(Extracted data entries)
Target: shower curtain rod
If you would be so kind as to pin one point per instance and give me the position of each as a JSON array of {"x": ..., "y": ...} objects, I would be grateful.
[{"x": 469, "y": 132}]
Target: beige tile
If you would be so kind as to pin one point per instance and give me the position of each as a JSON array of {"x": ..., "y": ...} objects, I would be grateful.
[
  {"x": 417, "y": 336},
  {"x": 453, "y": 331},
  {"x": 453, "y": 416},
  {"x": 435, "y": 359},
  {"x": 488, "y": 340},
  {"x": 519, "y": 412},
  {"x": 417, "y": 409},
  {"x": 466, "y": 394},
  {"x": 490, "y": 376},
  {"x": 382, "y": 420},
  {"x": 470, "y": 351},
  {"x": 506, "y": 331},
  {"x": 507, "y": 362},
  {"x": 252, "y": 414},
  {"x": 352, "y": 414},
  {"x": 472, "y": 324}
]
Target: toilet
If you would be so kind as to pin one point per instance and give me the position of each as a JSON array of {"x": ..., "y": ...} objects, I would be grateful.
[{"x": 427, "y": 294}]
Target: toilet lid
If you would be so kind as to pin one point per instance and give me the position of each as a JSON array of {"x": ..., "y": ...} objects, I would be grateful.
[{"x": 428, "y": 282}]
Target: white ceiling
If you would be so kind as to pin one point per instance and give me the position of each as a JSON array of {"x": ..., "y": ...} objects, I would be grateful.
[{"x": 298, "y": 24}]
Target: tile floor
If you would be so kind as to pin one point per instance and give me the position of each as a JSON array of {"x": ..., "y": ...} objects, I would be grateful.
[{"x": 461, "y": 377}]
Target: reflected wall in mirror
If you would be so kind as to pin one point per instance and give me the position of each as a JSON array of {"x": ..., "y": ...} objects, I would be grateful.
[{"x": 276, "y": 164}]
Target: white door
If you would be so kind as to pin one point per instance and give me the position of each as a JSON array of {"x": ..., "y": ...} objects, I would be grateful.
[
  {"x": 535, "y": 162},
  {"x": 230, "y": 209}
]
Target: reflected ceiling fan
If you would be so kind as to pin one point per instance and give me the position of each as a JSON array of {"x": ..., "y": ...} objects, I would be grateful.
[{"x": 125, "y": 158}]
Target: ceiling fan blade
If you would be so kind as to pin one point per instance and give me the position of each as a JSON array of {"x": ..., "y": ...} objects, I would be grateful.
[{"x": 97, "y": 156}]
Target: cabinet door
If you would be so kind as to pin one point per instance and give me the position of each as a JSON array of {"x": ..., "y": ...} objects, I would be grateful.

**ABOUT THIS EXERCISE**
Write the entries out a second time. Match them exactly.

**YOUR SOLUTION**
Target: shower curtain rod
If you would be so kind as to pin one point per instance and give me the position of each as a JSON array of {"x": ..., "y": ...} objects, I would be grateful.
[{"x": 469, "y": 132}]
Target: beige tile
If you would be so kind as to pin one point per instance and give me the position of each as a JSON array of {"x": ..., "y": ...} objects, I would be grateful.
[
  {"x": 417, "y": 336},
  {"x": 453, "y": 331},
  {"x": 453, "y": 416},
  {"x": 435, "y": 359},
  {"x": 488, "y": 340},
  {"x": 519, "y": 412},
  {"x": 417, "y": 409},
  {"x": 466, "y": 394},
  {"x": 490, "y": 376},
  {"x": 382, "y": 420},
  {"x": 470, "y": 351},
  {"x": 506, "y": 331},
  {"x": 507, "y": 362},
  {"x": 252, "y": 414},
  {"x": 352, "y": 414},
  {"x": 472, "y": 324}
]
Target: toilet
If you would be so kind as to pin one point per instance and give me the position of each as a JSON array of {"x": ..., "y": ...} objects, I would be grateful.
[{"x": 427, "y": 294}]
Target: toilet lid
If you would be so kind as to pin one point per instance and give me the position of each as a JSON array of {"x": ..., "y": ...} objects, I would be grateful.
[{"x": 428, "y": 282}]
Target: white ceiling
If you would be so kind as to pin one point per instance and give me the position of each as a JSON array of {"x": ..., "y": ...} objects, I would be grateful.
[{"x": 298, "y": 24}]
Target: tile floor
If you would be so kind as to pin one point per instance and give me the position of each as a JSON array of {"x": ..., "y": ...} objects, I would be grateful.
[{"x": 461, "y": 377}]
Target: reflected wall in mirror
If you would be so kind as to pin one point per instance and give me the position of each as a JSON array of {"x": ..., "y": ...} objects, I would be grateful.
[{"x": 276, "y": 164}]
Target: white door
If you would be so kind as to pin one point per instance and give me the position of each as a JSON array of {"x": ..., "y": ...} objects, I would be grateful.
[
  {"x": 535, "y": 162},
  {"x": 230, "y": 209}
]
Target: reflected ceiling fan
If you would be so kind as to pin one point per instance and give me the position of each as a JSON array of {"x": ..., "y": ...} objects, I would be grateful.
[{"x": 125, "y": 158}]
Target: ceiling fan blade
If you would be so kind as to pin one point per instance and give me the position of each as a JSON array of {"x": ..., "y": ...} objects, I would be grateful.
[{"x": 97, "y": 156}]
Target: cabinet door
If you would be so kind as to pin one point per instance and give me the position of each as a JSON array of {"x": ..., "y": ...} objects, I would be grateful.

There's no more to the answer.